_Source records_.
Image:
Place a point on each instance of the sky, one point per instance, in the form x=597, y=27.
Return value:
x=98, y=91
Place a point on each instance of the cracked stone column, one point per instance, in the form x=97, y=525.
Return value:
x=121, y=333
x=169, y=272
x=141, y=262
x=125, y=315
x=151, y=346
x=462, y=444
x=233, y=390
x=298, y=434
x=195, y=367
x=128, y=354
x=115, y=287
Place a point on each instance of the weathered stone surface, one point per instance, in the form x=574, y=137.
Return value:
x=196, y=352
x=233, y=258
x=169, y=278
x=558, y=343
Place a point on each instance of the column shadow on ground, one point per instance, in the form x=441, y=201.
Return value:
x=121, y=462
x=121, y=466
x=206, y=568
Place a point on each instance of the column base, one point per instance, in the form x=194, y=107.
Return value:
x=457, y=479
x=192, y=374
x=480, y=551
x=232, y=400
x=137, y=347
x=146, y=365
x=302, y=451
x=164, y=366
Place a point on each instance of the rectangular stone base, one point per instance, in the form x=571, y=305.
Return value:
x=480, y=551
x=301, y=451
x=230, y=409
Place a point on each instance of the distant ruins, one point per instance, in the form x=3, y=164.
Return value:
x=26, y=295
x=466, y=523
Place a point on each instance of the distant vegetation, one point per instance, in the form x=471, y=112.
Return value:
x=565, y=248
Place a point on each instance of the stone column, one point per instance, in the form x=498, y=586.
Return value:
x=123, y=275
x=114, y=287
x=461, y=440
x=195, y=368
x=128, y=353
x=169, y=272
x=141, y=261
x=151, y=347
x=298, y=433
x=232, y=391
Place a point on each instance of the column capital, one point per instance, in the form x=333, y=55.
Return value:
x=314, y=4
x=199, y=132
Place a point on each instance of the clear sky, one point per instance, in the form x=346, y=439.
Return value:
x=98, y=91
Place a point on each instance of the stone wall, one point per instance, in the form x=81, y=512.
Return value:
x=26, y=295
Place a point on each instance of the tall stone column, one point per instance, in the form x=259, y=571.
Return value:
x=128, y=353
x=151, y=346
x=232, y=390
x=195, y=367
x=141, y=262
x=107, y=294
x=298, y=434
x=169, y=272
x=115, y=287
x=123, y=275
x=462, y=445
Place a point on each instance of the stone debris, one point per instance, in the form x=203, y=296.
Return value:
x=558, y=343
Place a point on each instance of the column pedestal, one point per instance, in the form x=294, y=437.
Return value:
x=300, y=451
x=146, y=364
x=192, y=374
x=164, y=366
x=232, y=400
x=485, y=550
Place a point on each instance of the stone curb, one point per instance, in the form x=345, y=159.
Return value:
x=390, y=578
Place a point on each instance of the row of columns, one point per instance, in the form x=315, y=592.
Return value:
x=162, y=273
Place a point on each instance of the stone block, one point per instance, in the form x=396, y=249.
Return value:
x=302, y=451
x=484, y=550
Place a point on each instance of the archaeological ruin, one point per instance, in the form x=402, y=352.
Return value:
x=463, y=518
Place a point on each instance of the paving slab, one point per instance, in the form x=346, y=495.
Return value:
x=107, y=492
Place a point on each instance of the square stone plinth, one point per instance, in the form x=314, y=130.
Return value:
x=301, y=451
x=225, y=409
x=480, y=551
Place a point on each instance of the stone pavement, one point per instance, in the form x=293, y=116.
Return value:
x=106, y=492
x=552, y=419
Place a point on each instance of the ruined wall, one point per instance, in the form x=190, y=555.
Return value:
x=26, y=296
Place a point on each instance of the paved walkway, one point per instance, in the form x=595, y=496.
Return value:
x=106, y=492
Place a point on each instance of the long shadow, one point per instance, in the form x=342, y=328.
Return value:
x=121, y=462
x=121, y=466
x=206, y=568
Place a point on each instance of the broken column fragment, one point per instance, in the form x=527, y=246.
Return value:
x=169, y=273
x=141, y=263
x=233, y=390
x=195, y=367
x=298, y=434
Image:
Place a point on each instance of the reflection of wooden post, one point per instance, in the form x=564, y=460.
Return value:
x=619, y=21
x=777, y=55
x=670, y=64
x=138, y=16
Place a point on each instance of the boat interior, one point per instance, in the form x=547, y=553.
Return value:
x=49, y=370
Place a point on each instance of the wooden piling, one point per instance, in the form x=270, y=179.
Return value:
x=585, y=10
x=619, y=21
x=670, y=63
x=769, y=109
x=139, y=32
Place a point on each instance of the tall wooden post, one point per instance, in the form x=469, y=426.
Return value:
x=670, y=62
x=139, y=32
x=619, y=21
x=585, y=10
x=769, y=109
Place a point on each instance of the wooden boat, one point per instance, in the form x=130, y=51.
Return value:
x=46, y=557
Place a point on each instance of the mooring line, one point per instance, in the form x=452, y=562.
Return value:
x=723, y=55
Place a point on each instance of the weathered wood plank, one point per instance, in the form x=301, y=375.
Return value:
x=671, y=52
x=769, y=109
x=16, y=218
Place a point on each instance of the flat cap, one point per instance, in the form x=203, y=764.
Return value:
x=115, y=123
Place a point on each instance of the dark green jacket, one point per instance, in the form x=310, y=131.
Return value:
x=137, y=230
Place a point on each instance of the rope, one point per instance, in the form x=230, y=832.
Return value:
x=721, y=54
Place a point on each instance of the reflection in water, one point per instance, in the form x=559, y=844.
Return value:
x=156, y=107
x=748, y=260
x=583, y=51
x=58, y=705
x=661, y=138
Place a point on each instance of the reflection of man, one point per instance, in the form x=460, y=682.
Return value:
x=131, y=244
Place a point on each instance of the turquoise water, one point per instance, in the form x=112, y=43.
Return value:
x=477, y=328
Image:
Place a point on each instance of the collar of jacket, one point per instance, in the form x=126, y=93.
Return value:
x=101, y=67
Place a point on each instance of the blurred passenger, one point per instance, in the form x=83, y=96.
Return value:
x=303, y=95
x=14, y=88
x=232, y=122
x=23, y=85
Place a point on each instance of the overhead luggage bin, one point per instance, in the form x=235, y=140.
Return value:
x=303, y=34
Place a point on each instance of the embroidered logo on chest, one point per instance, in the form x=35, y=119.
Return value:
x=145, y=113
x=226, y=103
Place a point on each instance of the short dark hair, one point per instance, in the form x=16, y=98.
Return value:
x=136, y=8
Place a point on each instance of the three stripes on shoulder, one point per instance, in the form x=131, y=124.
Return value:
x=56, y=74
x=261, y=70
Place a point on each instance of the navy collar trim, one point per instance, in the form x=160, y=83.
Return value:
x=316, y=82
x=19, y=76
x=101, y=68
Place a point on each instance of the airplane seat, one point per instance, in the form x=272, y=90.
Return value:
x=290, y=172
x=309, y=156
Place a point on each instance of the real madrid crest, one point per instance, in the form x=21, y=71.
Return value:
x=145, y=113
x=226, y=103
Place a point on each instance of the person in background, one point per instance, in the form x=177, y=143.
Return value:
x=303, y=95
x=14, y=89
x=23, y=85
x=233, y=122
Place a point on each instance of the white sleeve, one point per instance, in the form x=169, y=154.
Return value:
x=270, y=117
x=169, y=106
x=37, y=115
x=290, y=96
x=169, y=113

_Assigned task_. Each entry above should be retyped exactly, with nothing missed.

_Solution for this problem_.
Image:
Place a point on each instance of the sky, one point per instance, in the form x=597, y=27.
Return value:
x=98, y=91
Place a point on each instance of the cracked stone column, one point per instance, in the form x=97, y=525.
Return value:
x=121, y=333
x=169, y=272
x=141, y=262
x=125, y=315
x=151, y=346
x=462, y=444
x=233, y=390
x=298, y=434
x=195, y=367
x=128, y=354
x=115, y=287
Place a point on each instance of the weathered stone surface, one point per instance, in the form x=574, y=137.
Return value:
x=196, y=352
x=233, y=258
x=169, y=278
x=558, y=343
Place a point on each instance of the column shadow on ground, one point per instance, in the form x=441, y=201.
Return value:
x=121, y=462
x=121, y=466
x=206, y=568
Place a point on each instance of the column base, one point per instance, in the form x=194, y=107.
Return value:
x=457, y=479
x=192, y=374
x=480, y=551
x=232, y=400
x=137, y=347
x=146, y=365
x=302, y=451
x=164, y=366
Place a point on each instance of the rectangular stone base, one point per instance, in the form x=571, y=305.
Return value:
x=480, y=551
x=301, y=451
x=230, y=409
Place a point on each instance of the distant ruins, one point per instance, in the form x=3, y=164.
Return value:
x=26, y=295
x=466, y=523
Place a point on each instance of the distant vegetation, one point per instance, in the form x=471, y=112.
Return value:
x=565, y=248
Place a point on each instance of the stone column, one point per instance, in the form x=498, y=586.
Return value:
x=123, y=275
x=114, y=287
x=461, y=440
x=195, y=368
x=128, y=353
x=169, y=272
x=141, y=261
x=151, y=347
x=298, y=433
x=232, y=391
Place a point on each instance of the column capital, one point per instance, in the form x=333, y=55.
Return value:
x=314, y=4
x=199, y=132
Place a point on each instance of the clear sky, one point per instance, in the form x=346, y=439.
Return value:
x=98, y=91
Place a point on each instance of the stone wall, one point per instance, in the form x=81, y=512.
Return value:
x=26, y=295
Place a point on each instance of the tall stone column, one point per instance, in the form x=259, y=571.
Return value:
x=128, y=353
x=151, y=346
x=232, y=390
x=195, y=367
x=141, y=262
x=107, y=294
x=298, y=434
x=169, y=272
x=115, y=287
x=123, y=275
x=462, y=445
Place a point on each instance of the stone debris, one point per instance, in the form x=203, y=296.
Return value:
x=558, y=343
Place a point on each instance of the column pedestal, one point per instance, in the form x=294, y=437.
Return value:
x=300, y=451
x=146, y=364
x=192, y=374
x=164, y=366
x=232, y=400
x=485, y=550
Place a point on each instance of the stone curb, one point per instance, in the form x=345, y=159.
Return value:
x=390, y=578
Place a point on each instance of the row of columns, one point per instance, in the form x=315, y=592.
Return value:
x=162, y=273
Place a point on each instance of the stone block, one point per instance, in the form x=396, y=249.
Return value:
x=302, y=451
x=484, y=550
Place a point on each instance of the archaeological ruin, one point per instance, in the form x=402, y=352.
Return value:
x=463, y=518
Place a point on each instance of the paving slab, one point per instance, in the form x=346, y=495.
Return value:
x=107, y=492
Place a point on each instance of the square stone plinth, one point per instance, in the form x=314, y=130.
Return value:
x=301, y=451
x=225, y=409
x=480, y=551
Place a point on each instance of the stone pavement, one point per instance, in the form x=293, y=116.
Return value:
x=106, y=492
x=552, y=419
Place a point on each instance of the ruined wall, one point per instance, in the form x=190, y=555.
Return value:
x=26, y=296
Place a point on each instance of the paved walkway, one point per instance, in the form x=595, y=496.
Return value:
x=106, y=492
Place a point on each instance of the long shadow, one point per instance, in the form x=342, y=328.
Return value:
x=121, y=462
x=121, y=466
x=206, y=568
Place a point on each instance of the broken column fragment, one point per instance, in the form x=527, y=246.
Return value:
x=169, y=273
x=141, y=263
x=233, y=390
x=195, y=367
x=298, y=434
Image:
Place a point on each instance of the reflection of wooden post, one point per instance, in the form x=564, y=460.
Return value:
x=619, y=21
x=777, y=55
x=670, y=64
x=138, y=16
Place a point on each instance of the boat interior, one point per instance, in the form x=547, y=553.
Return value:
x=49, y=370
Place a point on each instance of the wooden piling, one point per instance, in the form x=270, y=179.
Return value:
x=585, y=10
x=619, y=21
x=670, y=63
x=769, y=109
x=139, y=32
Place a point on each instance of the tall wooden post, one point per instance, in the form x=469, y=426.
Return value:
x=670, y=62
x=139, y=32
x=619, y=21
x=585, y=10
x=769, y=109
Place a point on each instance of the wooden boat, one point per instance, in the form x=130, y=51.
Return value:
x=46, y=557
Place a point on each instance of the mooring line, one point per instance, in the form x=452, y=562.
Return value:
x=723, y=55
Place a point on each instance of the weathered wood plank, one point per instance, in the form x=301, y=375.
Return value:
x=671, y=52
x=769, y=109
x=16, y=218
Place a point on each instance of the flat cap, one point per instance, in the form x=203, y=764.
Return value:
x=115, y=123
Place a point on each instance of the dark green jacket, one point per instance, in the form x=310, y=131.
Return value:
x=137, y=230
Place a point on each instance of the rope, one point per instance, in the form x=230, y=832.
Return value:
x=721, y=54
Place a point on each instance of the reflection in water, one point per instance, in the form x=559, y=844.
Return value:
x=156, y=107
x=748, y=260
x=583, y=51
x=58, y=705
x=661, y=138
Place a point on each instance of the reflection of man, one point per instance, in the form x=460, y=682.
Return value:
x=131, y=244
Place a point on each instance of the turquoise water, one point per instance, in the form x=112, y=43.
Return value:
x=477, y=328
Image:
Place a point on each instance of the collar of jacket, one point per instance, in the form x=126, y=93.
Return value:
x=101, y=67
Place a point on each instance of the blurred passenger, one point per instance, in the form x=83, y=96.
Return value:
x=303, y=95
x=14, y=88
x=232, y=122
x=23, y=85
Place a point on each instance of the overhead luggage bin, one point per instance, in the form x=235, y=140.
Return value:
x=303, y=34
Place a point on each instance of the embroidered logo on chest, one point per instance, in the form x=35, y=119.
Return value:
x=145, y=113
x=226, y=103
Place a point on each instance of the short dark hair, one point per instance, in the form x=16, y=98.
Return value:
x=136, y=8
Place a point on each instance of the three stripes on shoulder, one point per instance, in the form x=131, y=124.
Return value:
x=56, y=74
x=261, y=70
Place a point on each instance of the navy collar trim, one point per instance, in the form x=160, y=83.
Return value:
x=316, y=82
x=19, y=76
x=101, y=68
Place a point on each instance of the airplane seat, one point per instance, in the form x=272, y=90.
Return value:
x=290, y=172
x=309, y=156
Place a point on each instance of the real madrid crest, one point per instance, in the form x=21, y=71.
Return value:
x=145, y=113
x=226, y=103
Place a point on each instance of the person in background, one point per instance, in the form x=177, y=143.
Return value:
x=303, y=95
x=14, y=89
x=23, y=85
x=233, y=122
Place a point on each instance of the white sleeve, one point per instance, in the form x=169, y=154.
Return value:
x=270, y=117
x=169, y=106
x=37, y=115
x=290, y=96
x=169, y=113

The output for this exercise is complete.